- **Written exercise**:
Please write out the data without any changes, from the line holding "mark: the black and white photograph" through the last line of the data, both ends included.

- **Provided data**:
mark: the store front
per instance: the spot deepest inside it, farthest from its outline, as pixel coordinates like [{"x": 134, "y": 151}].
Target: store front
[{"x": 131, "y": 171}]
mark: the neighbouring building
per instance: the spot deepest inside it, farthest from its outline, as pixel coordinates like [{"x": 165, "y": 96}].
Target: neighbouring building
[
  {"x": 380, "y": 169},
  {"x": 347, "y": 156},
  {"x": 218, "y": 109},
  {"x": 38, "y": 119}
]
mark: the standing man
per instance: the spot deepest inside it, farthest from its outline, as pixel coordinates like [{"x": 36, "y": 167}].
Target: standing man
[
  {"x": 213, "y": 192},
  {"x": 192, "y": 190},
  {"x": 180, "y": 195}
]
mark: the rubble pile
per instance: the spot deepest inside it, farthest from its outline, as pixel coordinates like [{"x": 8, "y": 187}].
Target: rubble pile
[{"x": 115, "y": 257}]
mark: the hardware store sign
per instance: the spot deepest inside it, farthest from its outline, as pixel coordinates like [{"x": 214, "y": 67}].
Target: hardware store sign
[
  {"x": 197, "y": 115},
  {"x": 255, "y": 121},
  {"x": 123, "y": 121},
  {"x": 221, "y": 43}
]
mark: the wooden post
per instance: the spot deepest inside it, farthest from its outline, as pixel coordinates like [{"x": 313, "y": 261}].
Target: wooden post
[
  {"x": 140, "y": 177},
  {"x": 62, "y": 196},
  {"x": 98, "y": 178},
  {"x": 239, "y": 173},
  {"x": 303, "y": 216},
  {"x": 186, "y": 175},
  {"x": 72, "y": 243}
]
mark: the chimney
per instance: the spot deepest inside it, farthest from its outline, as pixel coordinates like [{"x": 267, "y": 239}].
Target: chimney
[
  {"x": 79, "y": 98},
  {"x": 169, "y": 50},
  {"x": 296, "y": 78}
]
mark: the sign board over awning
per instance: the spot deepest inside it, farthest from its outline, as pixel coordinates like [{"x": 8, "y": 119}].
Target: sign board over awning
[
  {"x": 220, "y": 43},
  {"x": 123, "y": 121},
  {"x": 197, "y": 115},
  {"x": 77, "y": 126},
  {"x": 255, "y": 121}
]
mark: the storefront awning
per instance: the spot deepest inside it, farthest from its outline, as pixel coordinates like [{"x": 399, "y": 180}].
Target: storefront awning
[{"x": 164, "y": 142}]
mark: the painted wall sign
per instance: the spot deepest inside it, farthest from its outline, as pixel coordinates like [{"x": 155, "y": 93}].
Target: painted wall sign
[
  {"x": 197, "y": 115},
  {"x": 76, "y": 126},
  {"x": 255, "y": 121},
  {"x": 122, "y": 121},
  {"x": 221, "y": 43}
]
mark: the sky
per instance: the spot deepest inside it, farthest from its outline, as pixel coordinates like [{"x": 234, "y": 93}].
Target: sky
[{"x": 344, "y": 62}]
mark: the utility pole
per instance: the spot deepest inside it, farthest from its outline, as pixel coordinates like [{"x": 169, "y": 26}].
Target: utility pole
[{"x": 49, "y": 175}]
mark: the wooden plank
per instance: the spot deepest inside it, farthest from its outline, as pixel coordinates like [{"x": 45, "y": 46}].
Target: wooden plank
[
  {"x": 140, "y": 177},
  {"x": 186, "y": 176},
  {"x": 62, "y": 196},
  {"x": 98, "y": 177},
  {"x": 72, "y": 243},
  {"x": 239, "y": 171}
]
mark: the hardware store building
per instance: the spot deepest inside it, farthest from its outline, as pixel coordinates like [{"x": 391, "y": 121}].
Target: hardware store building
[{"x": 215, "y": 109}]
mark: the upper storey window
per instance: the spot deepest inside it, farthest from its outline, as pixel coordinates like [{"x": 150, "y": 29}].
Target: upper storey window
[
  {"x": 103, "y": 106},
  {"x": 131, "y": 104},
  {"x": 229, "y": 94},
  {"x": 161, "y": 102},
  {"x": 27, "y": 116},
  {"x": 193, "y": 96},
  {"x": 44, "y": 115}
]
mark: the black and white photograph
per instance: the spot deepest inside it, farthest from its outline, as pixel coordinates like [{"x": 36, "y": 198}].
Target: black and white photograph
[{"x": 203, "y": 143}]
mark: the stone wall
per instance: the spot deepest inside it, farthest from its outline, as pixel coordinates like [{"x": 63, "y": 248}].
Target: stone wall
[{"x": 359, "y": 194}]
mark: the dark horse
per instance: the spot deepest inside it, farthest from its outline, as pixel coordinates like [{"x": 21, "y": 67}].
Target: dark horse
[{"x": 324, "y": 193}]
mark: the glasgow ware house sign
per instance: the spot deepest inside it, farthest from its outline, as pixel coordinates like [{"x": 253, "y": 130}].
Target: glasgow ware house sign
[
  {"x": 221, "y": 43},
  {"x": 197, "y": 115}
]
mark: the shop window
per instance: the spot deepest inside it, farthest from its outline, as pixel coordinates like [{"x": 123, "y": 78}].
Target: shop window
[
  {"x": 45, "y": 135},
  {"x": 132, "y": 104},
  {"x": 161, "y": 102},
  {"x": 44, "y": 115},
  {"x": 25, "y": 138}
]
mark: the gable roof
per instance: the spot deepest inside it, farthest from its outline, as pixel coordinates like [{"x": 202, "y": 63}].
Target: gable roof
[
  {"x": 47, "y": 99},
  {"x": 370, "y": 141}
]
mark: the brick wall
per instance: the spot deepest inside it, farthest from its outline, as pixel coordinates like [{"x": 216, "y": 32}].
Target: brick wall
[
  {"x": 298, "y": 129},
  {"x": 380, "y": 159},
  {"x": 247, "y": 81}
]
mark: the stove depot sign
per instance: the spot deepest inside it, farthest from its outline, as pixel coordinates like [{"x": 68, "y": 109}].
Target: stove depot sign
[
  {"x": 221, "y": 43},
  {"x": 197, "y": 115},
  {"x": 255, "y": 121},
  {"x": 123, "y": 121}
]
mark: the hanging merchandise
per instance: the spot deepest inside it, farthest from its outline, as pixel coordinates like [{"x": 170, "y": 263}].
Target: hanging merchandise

- **Reply**:
mark: the black and white photograph
per instance: the spot deepest inside it, farthest from its outline, as pixel coordinates like [{"x": 36, "y": 198}].
Target: black and white photograph
[{"x": 203, "y": 143}]
mark: the stone wall
per instance: the spot deepest inside it, farthest from its outline, as pixel coordinates like [{"x": 63, "y": 248}].
Target: stone wall
[{"x": 359, "y": 194}]
mark: the dark horse
per instance: the spot deepest inside it, farthest from its outline, as pixel coordinates like [{"x": 21, "y": 67}].
Target: dark horse
[{"x": 324, "y": 193}]
mark: the glasgow ware house sign
per instance: the spot deepest inside it, farthest from its outline, as pixel coordinates like [{"x": 253, "y": 130}].
Target: glasgow ware house sign
[
  {"x": 221, "y": 43},
  {"x": 197, "y": 115}
]
mark: the shop window
per instance: the spot deepest inside it, farthest from its outline, as pixel coordinates like [{"x": 123, "y": 78}].
Target: shop window
[
  {"x": 45, "y": 135},
  {"x": 132, "y": 104},
  {"x": 161, "y": 102},
  {"x": 44, "y": 115},
  {"x": 25, "y": 138}
]
mark: the gable roof
per instance: the spot deepest inside it, farthest from its outline, as pixel coordinates like [{"x": 202, "y": 63}].
Target: gable roof
[
  {"x": 47, "y": 99},
  {"x": 370, "y": 141}
]
mark: the brick wall
per instance: the spot deepest inside it, farthest from its outline, as pixel coordinates like [{"x": 216, "y": 32}].
Target: brick wall
[
  {"x": 298, "y": 129},
  {"x": 380, "y": 159},
  {"x": 247, "y": 81}
]
mark: the stove depot sign
per instance: the spot deepest inside it, farthest from its outline, as pixel coordinates like [{"x": 68, "y": 109}].
Target: stove depot sign
[
  {"x": 221, "y": 43},
  {"x": 197, "y": 115},
  {"x": 255, "y": 121},
  {"x": 123, "y": 121}
]
mark: the hanging merchandise
per instance: the spot deepest inside it, farthest from its outline, as pixel coordinates like [{"x": 170, "y": 263}].
Target: hanging merchandise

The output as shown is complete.